◆ EXERCISE BRIEF: Retype every line of the following rows verbatim, leaving the pictures out of your answer.

======

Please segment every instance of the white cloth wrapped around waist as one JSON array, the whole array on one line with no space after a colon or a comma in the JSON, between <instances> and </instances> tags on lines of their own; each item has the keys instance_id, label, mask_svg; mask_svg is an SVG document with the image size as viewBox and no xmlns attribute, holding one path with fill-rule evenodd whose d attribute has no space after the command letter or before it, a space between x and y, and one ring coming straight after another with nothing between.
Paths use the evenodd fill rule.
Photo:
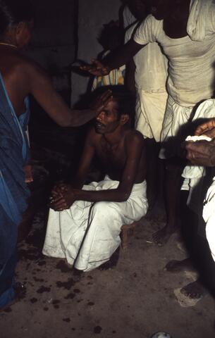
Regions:
<instances>
[{"instance_id":1,"label":"white cloth wrapped around waist","mask_svg":"<svg viewBox=\"0 0 215 338\"><path fill-rule=\"evenodd\" d=\"M83 189L116 189L118 184L106 176L103 181L84 185ZM66 258L84 271L105 263L120 245L121 226L146 214L146 189L145 181L134 184L128 199L123 202L77 201L63 211L50 209L43 254Z\"/></svg>"},{"instance_id":2,"label":"white cloth wrapped around waist","mask_svg":"<svg viewBox=\"0 0 215 338\"><path fill-rule=\"evenodd\" d=\"M202 102L197 109L192 121L200 118L211 118L215 117L214 100L210 99ZM206 135L189 136L186 141L211 141L211 139ZM205 168L202 165L186 165L182 173L184 181L181 187L182 190L188 190L189 196L187 204L197 213L199 209L199 201L202 199L202 179L205 175Z\"/></svg>"}]
</instances>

======

◆ EXERCISE SOLUTION:
Please segment every instance of the white cloth wrapped around waist as one JSON array, the whole array on one line with no space after a colon or a comma in the JSON, between <instances> and </instances> tags on lines of their own; each item has the keys instance_id, label, mask_svg; mask_svg is an SVG document with the image size as viewBox and no xmlns attribute, holding one path with fill-rule evenodd whose d attribute has no space after the command letter or before it, a space between x and y, and one ring coming straight after another with nothing between.
Paths use the evenodd fill rule.
Photo:
Regions:
<instances>
[{"instance_id":1,"label":"white cloth wrapped around waist","mask_svg":"<svg viewBox=\"0 0 215 338\"><path fill-rule=\"evenodd\" d=\"M83 189L116 189L118 184L106 176L103 181L84 185ZM66 258L84 271L105 263L120 245L121 226L146 214L146 189L145 181L134 184L128 199L123 202L77 201L63 211L50 209L43 254Z\"/></svg>"},{"instance_id":2,"label":"white cloth wrapped around waist","mask_svg":"<svg viewBox=\"0 0 215 338\"><path fill-rule=\"evenodd\" d=\"M202 102L197 109L192 121L200 118L211 118L215 117L214 100L210 99ZM206 135L189 136L186 141L211 141L211 139ZM205 168L202 165L186 165L182 173L184 181L181 187L182 190L188 190L189 196L187 204L197 213L199 209L199 201L202 199L202 179L205 175Z\"/></svg>"}]
</instances>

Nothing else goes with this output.